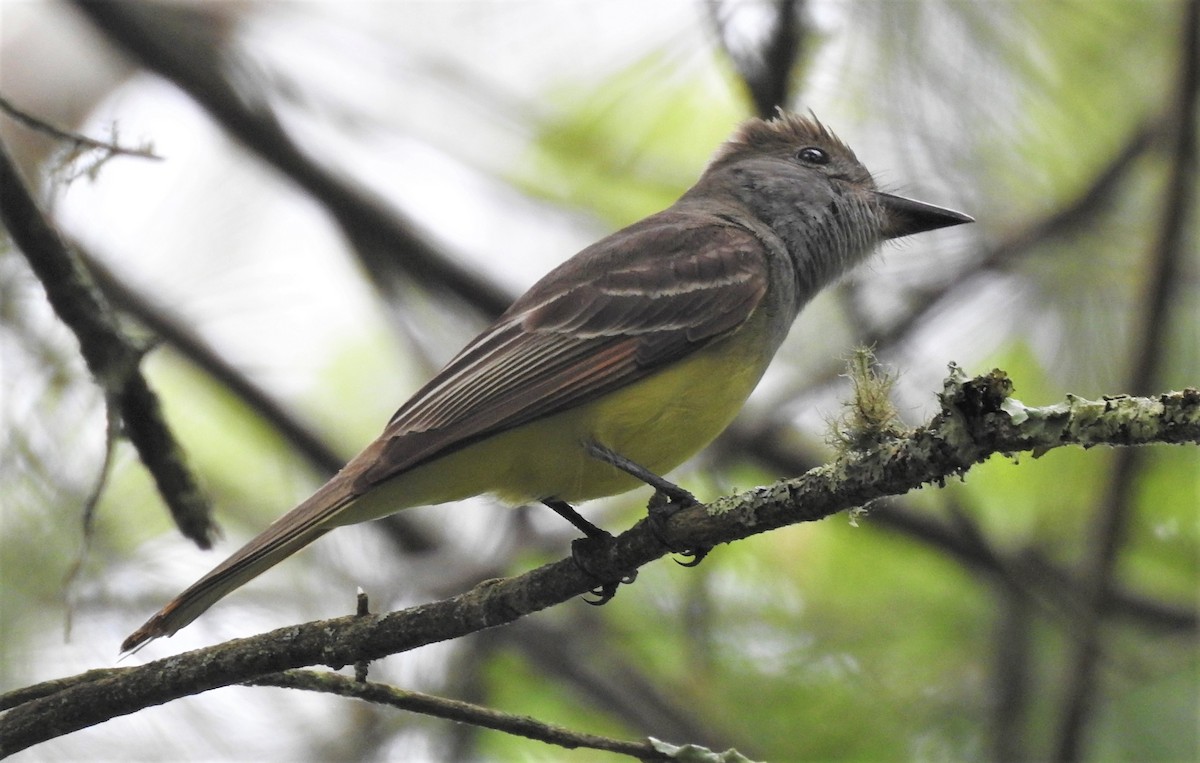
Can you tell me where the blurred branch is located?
[1055,0,1200,762]
[706,0,806,119]
[0,135,216,548]
[78,248,438,553]
[760,110,1156,427]
[0,368,1200,755]
[0,96,162,162]
[74,0,512,318]
[246,671,667,761]
[497,608,729,752]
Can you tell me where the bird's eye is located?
[796,145,829,164]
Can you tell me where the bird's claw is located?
[646,486,713,567]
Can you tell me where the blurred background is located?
[0,0,1200,761]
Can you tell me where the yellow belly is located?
[337,311,774,524]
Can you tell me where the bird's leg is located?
[584,441,712,567]
[541,498,637,607]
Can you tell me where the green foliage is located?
[511,52,743,227]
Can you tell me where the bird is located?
[121,112,973,653]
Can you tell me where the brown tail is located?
[121,477,355,653]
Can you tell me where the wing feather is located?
[355,212,768,492]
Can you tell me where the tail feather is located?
[121,477,355,653]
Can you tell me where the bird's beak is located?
[875,191,974,239]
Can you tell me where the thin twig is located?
[0,132,216,548]
[0,96,162,162]
[1055,0,1200,762]
[246,671,666,759]
[0,370,1200,755]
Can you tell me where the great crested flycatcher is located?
[121,114,972,650]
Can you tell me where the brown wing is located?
[355,211,767,492]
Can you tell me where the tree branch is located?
[0,135,216,548]
[0,366,1200,755]
[246,671,667,761]
[1055,0,1200,762]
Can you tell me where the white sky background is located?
[0,0,993,761]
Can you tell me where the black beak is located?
[875,191,974,239]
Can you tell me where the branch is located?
[0,135,216,548]
[1055,0,1200,762]
[0,96,162,162]
[74,0,512,318]
[246,671,667,761]
[0,366,1200,755]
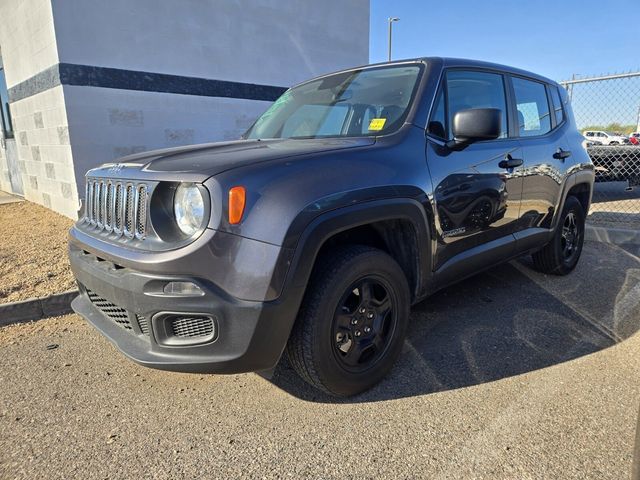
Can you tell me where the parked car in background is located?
[69,58,594,396]
[583,130,629,145]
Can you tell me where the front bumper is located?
[69,236,302,373]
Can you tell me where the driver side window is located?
[428,70,508,140]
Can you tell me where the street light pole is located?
[387,17,400,61]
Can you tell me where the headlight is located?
[173,183,204,237]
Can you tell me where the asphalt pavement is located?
[0,243,640,480]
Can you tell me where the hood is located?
[88,137,375,182]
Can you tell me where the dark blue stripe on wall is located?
[9,63,286,102]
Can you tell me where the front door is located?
[427,69,522,274]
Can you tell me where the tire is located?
[532,197,585,275]
[287,245,410,397]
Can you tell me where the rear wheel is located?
[533,197,585,275]
[287,246,410,396]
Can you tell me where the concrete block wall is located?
[0,0,369,218]
[11,86,78,218]
[0,132,11,192]
[0,0,58,88]
[64,86,271,188]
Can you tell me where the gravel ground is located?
[0,201,75,303]
[0,244,640,480]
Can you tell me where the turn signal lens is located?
[229,187,247,225]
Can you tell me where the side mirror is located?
[447,108,502,149]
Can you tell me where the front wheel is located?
[533,193,585,275]
[287,245,410,396]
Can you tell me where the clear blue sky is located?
[369,0,640,80]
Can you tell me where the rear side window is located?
[549,86,564,125]
[513,77,551,137]
[436,70,508,140]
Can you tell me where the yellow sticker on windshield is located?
[369,118,387,132]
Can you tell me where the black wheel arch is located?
[285,198,432,301]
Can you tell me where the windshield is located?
[243,64,422,139]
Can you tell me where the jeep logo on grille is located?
[109,163,124,173]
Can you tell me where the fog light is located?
[162,282,204,297]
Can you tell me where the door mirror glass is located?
[451,108,502,146]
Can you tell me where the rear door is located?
[511,76,571,249]
[427,69,522,275]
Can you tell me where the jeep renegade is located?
[69,58,594,396]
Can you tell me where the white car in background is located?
[582,130,629,145]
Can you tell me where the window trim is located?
[509,74,567,140]
[546,83,567,131]
[425,66,516,145]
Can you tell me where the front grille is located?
[87,289,131,330]
[84,178,149,240]
[171,317,213,338]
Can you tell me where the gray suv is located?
[69,58,594,396]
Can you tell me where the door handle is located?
[498,155,523,168]
[553,148,571,160]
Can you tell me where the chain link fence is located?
[560,72,640,229]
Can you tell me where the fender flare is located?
[285,198,432,298]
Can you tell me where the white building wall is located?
[64,86,270,179]
[0,0,78,210]
[0,0,369,217]
[53,0,369,87]
[0,0,58,88]
[11,86,79,218]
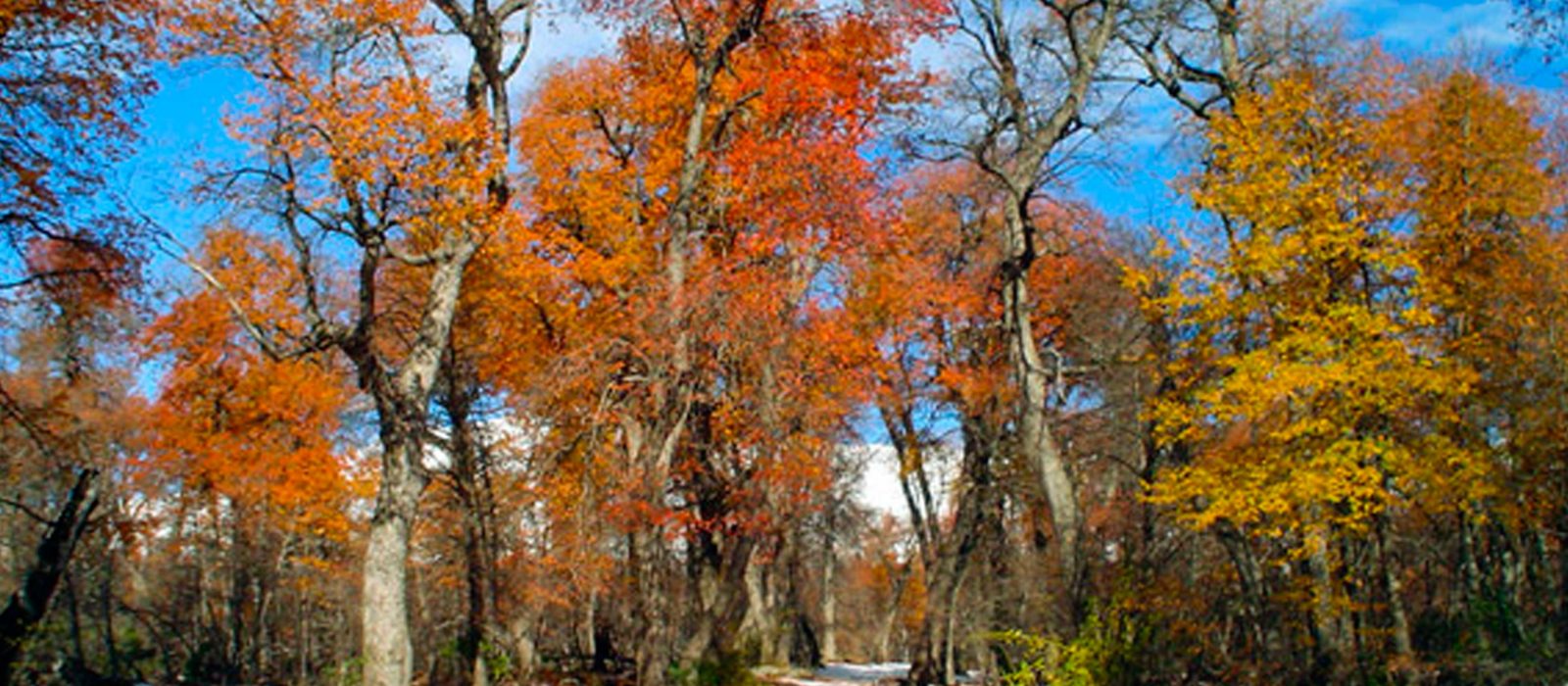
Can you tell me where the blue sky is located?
[115,0,1562,514]
[131,0,1562,257]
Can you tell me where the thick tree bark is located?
[909,426,1001,684]
[359,438,425,686]
[1002,207,1082,572]
[0,469,97,684]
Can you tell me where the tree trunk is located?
[361,435,425,686]
[0,469,97,684]
[821,529,839,662]
[1002,205,1080,584]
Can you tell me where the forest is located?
[0,0,1568,686]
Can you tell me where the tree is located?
[0,0,155,290]
[162,0,531,686]
[502,2,928,683]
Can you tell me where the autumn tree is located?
[162,2,531,684]
[492,2,927,683]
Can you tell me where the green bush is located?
[986,610,1147,686]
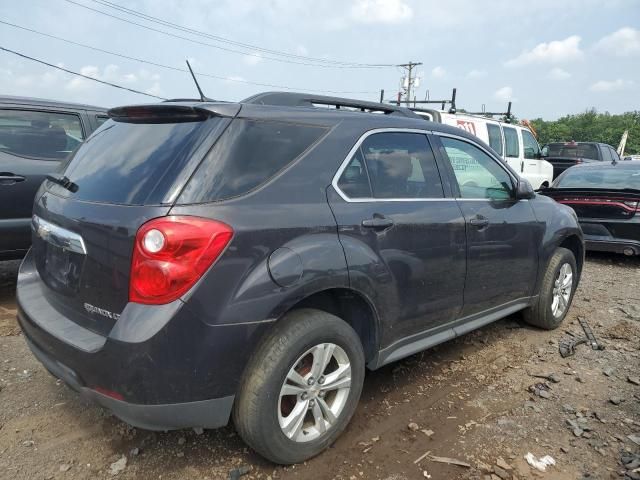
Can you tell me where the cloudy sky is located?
[0,0,640,119]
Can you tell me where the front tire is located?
[524,247,578,330]
[233,309,365,465]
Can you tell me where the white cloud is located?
[547,67,571,80]
[589,78,633,92]
[351,0,413,23]
[493,87,513,102]
[595,27,640,57]
[506,35,584,67]
[467,69,487,78]
[431,66,447,78]
[243,52,263,66]
[296,45,309,57]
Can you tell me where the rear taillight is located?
[129,216,233,304]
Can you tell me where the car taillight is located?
[129,216,233,305]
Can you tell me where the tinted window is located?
[0,109,84,160]
[179,119,327,203]
[487,123,502,155]
[554,167,640,190]
[521,130,540,158]
[441,137,512,199]
[338,149,373,198]
[502,127,520,157]
[96,115,109,128]
[58,118,221,205]
[544,142,607,160]
[348,132,444,199]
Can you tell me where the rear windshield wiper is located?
[47,173,78,193]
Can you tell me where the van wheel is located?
[524,248,578,330]
[233,309,365,464]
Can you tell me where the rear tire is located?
[523,247,578,330]
[233,309,365,465]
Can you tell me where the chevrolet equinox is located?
[17,93,584,464]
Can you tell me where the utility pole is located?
[396,62,422,102]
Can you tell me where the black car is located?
[542,142,620,178]
[0,96,108,260]
[17,93,584,464]
[543,160,640,255]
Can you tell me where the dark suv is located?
[17,94,584,464]
[542,141,620,179]
[0,96,109,260]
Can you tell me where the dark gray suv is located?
[0,96,109,260]
[17,94,584,464]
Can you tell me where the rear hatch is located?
[545,188,640,220]
[32,104,239,334]
[544,189,640,241]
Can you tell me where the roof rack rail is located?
[391,88,458,113]
[241,92,417,118]
[465,102,514,123]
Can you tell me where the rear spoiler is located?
[107,102,240,123]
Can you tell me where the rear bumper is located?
[16,249,271,430]
[26,339,234,430]
[584,235,640,255]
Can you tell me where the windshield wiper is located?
[46,173,78,193]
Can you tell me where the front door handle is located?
[362,217,393,230]
[0,172,25,185]
[469,216,489,228]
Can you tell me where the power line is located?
[90,0,394,68]
[0,20,376,94]
[64,0,386,68]
[0,46,166,100]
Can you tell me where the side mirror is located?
[516,178,536,200]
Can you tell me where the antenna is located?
[185,60,207,102]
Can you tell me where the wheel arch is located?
[279,287,379,362]
[558,235,584,279]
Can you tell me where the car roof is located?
[0,95,107,112]
[571,160,640,170]
[117,98,484,143]
[546,141,611,146]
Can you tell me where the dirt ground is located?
[0,255,640,480]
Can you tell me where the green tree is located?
[531,108,640,154]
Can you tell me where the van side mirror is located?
[516,178,536,200]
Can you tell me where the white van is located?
[412,108,553,190]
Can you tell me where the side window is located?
[0,109,84,160]
[521,129,540,158]
[96,115,109,129]
[338,149,373,198]
[441,137,513,200]
[502,127,520,157]
[338,132,444,199]
[360,132,444,198]
[487,123,502,155]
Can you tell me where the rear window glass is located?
[544,143,599,160]
[55,118,223,205]
[487,123,502,155]
[0,109,84,160]
[555,167,640,190]
[178,119,327,204]
[503,127,520,157]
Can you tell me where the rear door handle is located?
[469,217,489,228]
[362,217,393,230]
[0,172,25,185]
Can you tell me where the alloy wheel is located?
[278,343,351,442]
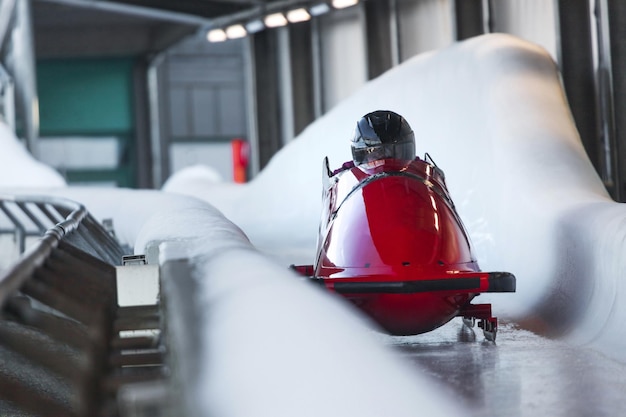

◇ ◇ ◇

**Task details**
Transcribe the rows verbatim, from the line containing "Can you tell me where the street" through the line containing "[287,246,410,396]", including both of those lines.

**Problem solution**
Can you tell me where the street light pole is located?
[387,17,400,61]
Can you tell me where the headlight is located?
[173,183,204,237]
Can you tell me where the asphalt pavement is located?
[0,243,640,480]
Can you tell me where the hood is located?
[88,137,375,182]
Can you tell me where the dark blue stripe on wall is located?
[9,63,286,102]
Can you tell me where the front door is located?
[427,69,522,274]
Can you tell me where the tire is located?
[532,197,585,275]
[287,245,410,397]
Can you tell me where the rear wheel is located?
[533,197,585,275]
[287,246,410,396]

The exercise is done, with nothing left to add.